TEXTO PROPORCIONADO ▸
<<<<
Fleki, lo llamo. Levanta la cabeza al instante, mueve el rabo. A veces hace el esfuerzo de incorporarse, se me acerca a las piernas, me las frota con el cuello, consolándome. Difícil consuelo el mío. El sábado lo dieron por desahuciado. La máquina que analiza su sangre no pudo contabilizar la urea. Sus indicadores no prevén un valor tan alto. La urea te envenena, Fleki. El mal ha anidado dentro de ti. Y no hay remedio. En humanos, la única terapia pasa por el trasplante de riñón, operación esta que no se contempla en veterinaria. Lo entiendo. Y también las explicaciones que me dan acerca del final que le espera si no se le inyecta antes el pentotal que lo llevará a su último sueño. Hemorragias internas, úlceras, vómitos de sangre, diarreas… Una putada, comenta el veterinario. No te mereces eso, Fleki. Mi mujer y yo te estamos demasiado agradecidos por el cariño que nos has regalado en estos diez años como para destinarte ese sufrimiento. Un cariño total y totalmente desinteresado.
Maldita urea. Malditas máquinas convertidas en jueces sobre la vida y la muerte.
>>>>
TAREA ▸ Determine si cada afirmación concuerda con el texto sobre Fleki: (a) la máquina que analiza la sangre de Fleki no logró contabilizar la urea; (b) en veterinaria se contempla el trasplante de riñón; (c) Fleki lleva quince años dando cariño al matrimonio. Conteste sí o no a cada una y cite literalmente las palabras del texto que lo deciden.

DATOS PROPORCIONADOS ▸
<<<<
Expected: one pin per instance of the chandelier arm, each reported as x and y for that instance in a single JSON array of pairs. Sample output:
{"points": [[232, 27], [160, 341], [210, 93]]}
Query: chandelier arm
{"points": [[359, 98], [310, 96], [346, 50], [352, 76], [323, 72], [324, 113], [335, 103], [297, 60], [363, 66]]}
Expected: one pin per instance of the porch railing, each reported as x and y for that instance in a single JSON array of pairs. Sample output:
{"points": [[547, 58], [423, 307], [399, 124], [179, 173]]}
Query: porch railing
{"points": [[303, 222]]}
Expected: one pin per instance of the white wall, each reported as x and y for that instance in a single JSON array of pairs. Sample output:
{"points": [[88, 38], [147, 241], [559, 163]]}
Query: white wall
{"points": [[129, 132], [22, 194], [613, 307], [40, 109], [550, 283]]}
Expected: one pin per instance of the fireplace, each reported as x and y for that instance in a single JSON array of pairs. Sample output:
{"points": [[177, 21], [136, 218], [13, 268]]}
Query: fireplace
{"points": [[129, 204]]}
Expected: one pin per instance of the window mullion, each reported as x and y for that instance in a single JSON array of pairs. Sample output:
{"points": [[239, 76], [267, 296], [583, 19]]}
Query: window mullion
>>>>
RESPUESTA ▸
(a) Sí: "La máquina que analiza su sangre no pudo contabilizar la urea."
(b) No: "operación esta que no se contempla en veterinaria."
(c) No: "el cariño que nos has regalado en estos diez años."